Data to use:

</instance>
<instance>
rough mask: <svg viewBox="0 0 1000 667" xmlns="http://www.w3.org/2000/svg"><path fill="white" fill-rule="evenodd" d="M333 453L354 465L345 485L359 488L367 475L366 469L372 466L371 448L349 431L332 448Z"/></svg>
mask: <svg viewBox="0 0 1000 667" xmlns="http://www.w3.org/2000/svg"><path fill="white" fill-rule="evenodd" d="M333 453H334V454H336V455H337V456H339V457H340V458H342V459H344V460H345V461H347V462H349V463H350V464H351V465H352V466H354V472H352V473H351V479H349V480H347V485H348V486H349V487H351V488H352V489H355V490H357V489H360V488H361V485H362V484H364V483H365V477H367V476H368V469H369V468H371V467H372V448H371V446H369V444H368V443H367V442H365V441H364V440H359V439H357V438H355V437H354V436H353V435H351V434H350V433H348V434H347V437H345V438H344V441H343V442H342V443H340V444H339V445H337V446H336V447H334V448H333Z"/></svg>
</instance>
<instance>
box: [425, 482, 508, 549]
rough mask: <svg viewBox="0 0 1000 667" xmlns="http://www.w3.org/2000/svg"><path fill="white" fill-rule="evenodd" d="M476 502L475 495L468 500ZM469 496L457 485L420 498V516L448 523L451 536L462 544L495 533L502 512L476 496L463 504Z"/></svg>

Description of the task: Copy out the data shown above without altering anything.

Answer area:
</instance>
<instance>
rough mask: <svg viewBox="0 0 1000 667" xmlns="http://www.w3.org/2000/svg"><path fill="white" fill-rule="evenodd" d="M333 453L354 465L345 485L359 488L367 475L366 469L372 466L371 448L349 431L332 448Z"/></svg>
mask: <svg viewBox="0 0 1000 667" xmlns="http://www.w3.org/2000/svg"><path fill="white" fill-rule="evenodd" d="M333 453H334V454H336V455H337V456H339V457H340V458H342V459H344V460H345V461H347V462H349V463H350V464H351V465H352V466H354V472H352V473H351V479H349V480H347V485H348V486H349V487H351V488H352V489H355V490H357V489H360V488H361V485H362V484H364V483H365V477H367V476H368V469H369V468H371V467H372V448H371V446H369V444H368V443H367V442H365V441H364V440H359V439H357V438H355V437H354V436H353V435H351V434H350V433H348V434H347V437H345V438H344V441H343V442H342V443H340V444H339V445H337V446H336V447H334V448H333Z"/></svg>
</instance>
<instance>
box: [425, 482, 508, 549]
rough mask: <svg viewBox="0 0 1000 667" xmlns="http://www.w3.org/2000/svg"><path fill="white" fill-rule="evenodd" d="M476 502L475 495L468 500ZM469 496L457 485L420 498V516L448 523L451 536L462 544L495 533L502 512L476 496L463 504Z"/></svg>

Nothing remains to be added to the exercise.